THE INPUT »
....

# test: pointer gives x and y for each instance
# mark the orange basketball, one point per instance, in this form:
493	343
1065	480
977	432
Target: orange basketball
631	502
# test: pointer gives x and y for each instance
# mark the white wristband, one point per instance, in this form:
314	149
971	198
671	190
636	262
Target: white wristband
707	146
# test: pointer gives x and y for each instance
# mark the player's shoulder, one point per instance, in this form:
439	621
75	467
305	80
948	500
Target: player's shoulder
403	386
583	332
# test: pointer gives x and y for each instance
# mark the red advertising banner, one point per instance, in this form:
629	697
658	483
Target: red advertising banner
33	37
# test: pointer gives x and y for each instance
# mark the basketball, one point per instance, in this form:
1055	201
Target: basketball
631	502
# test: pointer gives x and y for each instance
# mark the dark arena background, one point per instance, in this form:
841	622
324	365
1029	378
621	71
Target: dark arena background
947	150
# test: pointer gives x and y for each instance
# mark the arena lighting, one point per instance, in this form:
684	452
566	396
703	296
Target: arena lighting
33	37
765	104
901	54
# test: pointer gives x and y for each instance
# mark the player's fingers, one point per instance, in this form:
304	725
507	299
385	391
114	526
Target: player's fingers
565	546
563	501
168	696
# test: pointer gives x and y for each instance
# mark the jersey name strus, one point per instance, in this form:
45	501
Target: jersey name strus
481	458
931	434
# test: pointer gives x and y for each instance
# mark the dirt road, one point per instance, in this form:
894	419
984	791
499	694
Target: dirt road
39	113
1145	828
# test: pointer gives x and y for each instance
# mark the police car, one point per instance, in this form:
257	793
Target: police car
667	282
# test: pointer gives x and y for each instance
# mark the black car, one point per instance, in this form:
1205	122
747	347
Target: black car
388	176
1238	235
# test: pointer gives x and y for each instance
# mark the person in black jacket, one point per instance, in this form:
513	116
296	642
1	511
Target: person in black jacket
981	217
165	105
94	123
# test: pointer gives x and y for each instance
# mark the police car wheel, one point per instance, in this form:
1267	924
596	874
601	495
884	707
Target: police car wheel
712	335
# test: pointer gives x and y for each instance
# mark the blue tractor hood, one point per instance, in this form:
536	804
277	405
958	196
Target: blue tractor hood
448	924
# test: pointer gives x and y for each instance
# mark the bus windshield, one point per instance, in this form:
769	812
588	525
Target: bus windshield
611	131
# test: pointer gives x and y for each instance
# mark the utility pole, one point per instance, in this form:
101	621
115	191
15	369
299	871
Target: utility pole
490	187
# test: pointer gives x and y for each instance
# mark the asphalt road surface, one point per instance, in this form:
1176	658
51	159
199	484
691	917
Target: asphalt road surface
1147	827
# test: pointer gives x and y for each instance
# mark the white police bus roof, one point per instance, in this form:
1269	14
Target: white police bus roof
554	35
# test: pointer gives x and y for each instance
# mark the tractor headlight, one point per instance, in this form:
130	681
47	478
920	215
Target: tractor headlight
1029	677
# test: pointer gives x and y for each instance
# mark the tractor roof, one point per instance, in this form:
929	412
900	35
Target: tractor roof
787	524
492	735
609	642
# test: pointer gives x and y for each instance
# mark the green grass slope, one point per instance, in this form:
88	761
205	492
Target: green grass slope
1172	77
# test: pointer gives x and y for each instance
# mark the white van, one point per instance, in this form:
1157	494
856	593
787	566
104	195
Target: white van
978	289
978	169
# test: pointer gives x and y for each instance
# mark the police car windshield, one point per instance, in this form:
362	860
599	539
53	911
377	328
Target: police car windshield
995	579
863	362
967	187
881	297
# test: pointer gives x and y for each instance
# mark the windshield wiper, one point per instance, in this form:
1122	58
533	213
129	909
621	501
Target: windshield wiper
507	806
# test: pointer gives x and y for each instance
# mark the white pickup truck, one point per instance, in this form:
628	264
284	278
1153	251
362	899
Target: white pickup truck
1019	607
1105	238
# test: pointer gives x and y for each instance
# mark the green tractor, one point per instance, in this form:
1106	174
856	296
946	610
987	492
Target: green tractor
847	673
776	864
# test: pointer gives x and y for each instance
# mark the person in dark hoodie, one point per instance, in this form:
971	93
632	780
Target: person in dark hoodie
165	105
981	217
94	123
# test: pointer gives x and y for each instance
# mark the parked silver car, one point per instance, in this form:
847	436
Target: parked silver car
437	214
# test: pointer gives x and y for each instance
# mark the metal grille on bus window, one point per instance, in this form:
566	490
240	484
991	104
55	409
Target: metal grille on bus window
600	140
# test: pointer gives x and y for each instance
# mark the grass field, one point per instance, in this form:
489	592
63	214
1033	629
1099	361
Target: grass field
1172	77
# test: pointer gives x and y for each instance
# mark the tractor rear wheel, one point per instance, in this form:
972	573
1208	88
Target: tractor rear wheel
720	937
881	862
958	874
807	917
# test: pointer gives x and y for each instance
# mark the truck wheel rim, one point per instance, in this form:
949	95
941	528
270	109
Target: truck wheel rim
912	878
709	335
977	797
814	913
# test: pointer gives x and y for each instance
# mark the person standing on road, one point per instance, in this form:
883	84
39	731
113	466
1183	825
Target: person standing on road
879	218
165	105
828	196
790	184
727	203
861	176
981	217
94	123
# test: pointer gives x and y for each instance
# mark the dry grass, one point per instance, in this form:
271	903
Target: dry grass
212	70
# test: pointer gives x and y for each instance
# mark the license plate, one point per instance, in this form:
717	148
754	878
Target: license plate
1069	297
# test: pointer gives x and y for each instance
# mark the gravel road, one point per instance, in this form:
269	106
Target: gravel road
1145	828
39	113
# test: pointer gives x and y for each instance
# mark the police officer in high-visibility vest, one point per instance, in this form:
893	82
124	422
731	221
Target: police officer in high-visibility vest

....

STATED EXERCISE » From the entries above, extract every line that contains the word "truck". Treat uppercase and lowercase as different, so only lines with a case-sensitive match count.

TASK RESPONSE »
# mark the white pickup truck, one point per instance, in this form:
Target: white pickup truck
# mark the truck wheel rim, one point per instance, in this form:
Target: truck wheel rim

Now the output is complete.